- EXERCISE AIM
Convert each entry below into a JSON list of strings, with one string per line and blank lines omitted.

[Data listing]

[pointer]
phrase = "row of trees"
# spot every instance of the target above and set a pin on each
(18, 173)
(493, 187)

- RESPONSE
[
  "[pointer]",
  "phrase = \"row of trees\"",
  "# spot every instance of the target above and set a pin on each",
  "(18, 173)",
  "(493, 187)"
]